(Referring expression data)

+++

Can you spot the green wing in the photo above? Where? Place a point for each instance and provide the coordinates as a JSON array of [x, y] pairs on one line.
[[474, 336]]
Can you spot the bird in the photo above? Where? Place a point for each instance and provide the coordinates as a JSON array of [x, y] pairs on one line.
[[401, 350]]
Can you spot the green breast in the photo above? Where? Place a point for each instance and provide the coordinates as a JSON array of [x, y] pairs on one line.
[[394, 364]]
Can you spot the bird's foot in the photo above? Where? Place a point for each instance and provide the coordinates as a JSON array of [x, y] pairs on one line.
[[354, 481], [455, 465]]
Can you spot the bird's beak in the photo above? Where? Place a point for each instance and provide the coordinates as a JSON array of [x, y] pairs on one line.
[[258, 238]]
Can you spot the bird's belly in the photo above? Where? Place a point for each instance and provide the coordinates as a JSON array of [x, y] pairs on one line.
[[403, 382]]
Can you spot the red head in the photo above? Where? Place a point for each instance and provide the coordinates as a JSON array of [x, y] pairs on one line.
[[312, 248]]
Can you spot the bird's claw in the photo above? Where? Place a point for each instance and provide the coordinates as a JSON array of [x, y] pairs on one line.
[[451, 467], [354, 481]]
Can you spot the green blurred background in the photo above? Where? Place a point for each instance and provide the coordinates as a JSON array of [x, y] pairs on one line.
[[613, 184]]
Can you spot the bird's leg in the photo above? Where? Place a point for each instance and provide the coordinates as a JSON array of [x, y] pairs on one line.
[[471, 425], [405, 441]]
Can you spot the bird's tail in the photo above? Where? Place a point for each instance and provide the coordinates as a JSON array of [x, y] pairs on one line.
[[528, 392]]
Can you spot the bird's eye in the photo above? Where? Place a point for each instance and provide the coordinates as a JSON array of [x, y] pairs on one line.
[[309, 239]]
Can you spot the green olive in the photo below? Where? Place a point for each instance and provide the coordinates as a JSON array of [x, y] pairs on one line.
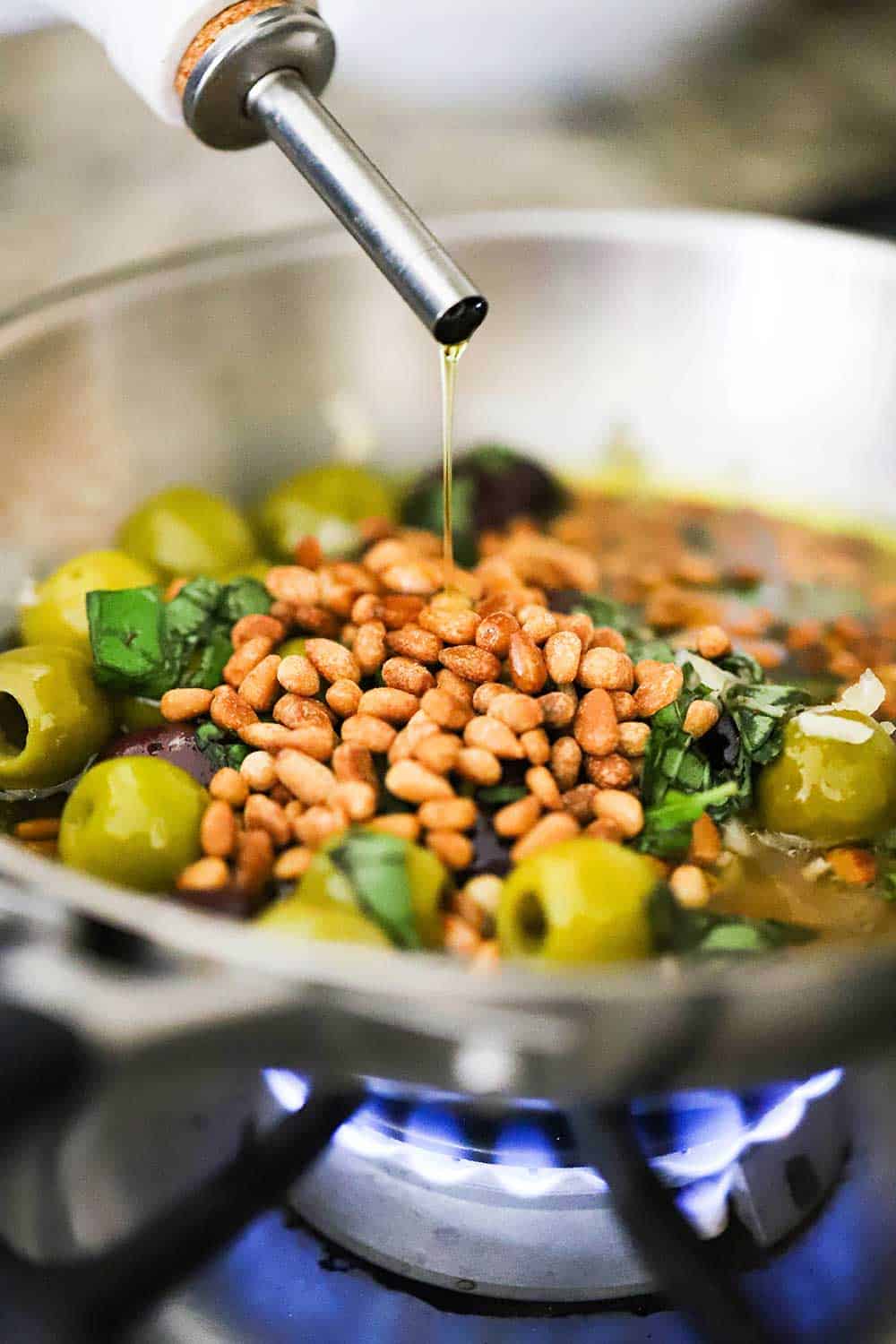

+++

■ **ACTIVITY**: Output each entry shown above exactly as it stands, with all pictures removed.

■ **RESPONSE TO THIS TASK**:
Can you spot the green wing in the photo above? Where? Place a point for each instance and provide the coordinates as a JSON array of [x, y] pairs on one line.
[[474, 336]]
Can you spot the bird in the photo above? Where? Place a point for each instance and provide the coordinates as a JSON array of [x, y] pairs on one line.
[[401, 350]]
Can you spot the green breast in the photo above? Where? Place a point for each instance and provide the coordinates as a JSON array of [x, y] pairs on one line.
[[394, 364]]
Can you spot the bird's foot in the photo above? Where? Place a point for each instance and provide the coordinates as a JSON array of [x, y] pairs on one line.
[[354, 481], [455, 465]]
Can you spot the bird's beak in the photo above? Where? Place a point for each instance and provide the coordinates as a JSON array of [x, y] pairs on one line.
[[258, 238]]
Can you spot the bird's belly in the photo above? Where? Place a point for each instance and provide the coordinates as a JSON array of [x, y] pairs on one line.
[[403, 382]]
Can you spot the red head in the photo above? Where? Place a point for each instance and provide the coordinates as a JSON array of [x, y] pairs on one line.
[[312, 248]]
Can you spot the bird's claw in the photo above? Where? Place a point for each instance and provide the coordinates as a JSON array of [x, y] pairs on one line.
[[451, 467], [354, 481]]
Can you spot the green blurred background in the photo above? Where? Place a point for each instance and provide the coordinates as a JSON array of [x, y] pairs on one line.
[[613, 184]]
Can you spot the bird's leg in the photo above? Where? Place a point for each instance and provide the coordinates as a JSON array of [x, y] pairs on one line.
[[471, 425], [405, 441]]
Can you spot the bird's tail in the photo above? Where? Place a point for each instance and provide the coordinates as a JSON array of [x, y] pairs on one line.
[[528, 392]]
Can you spot the bird's eye in the photo above? Where? Place a point for each instance and provide the coordinates as a JSON array of [x, y] pairs on one line.
[[309, 239]]
Can you spot the green olive in the photo below? Where? Place a point for each instance and provide the coordinates as a JSON array of [x, y] pairs on one line.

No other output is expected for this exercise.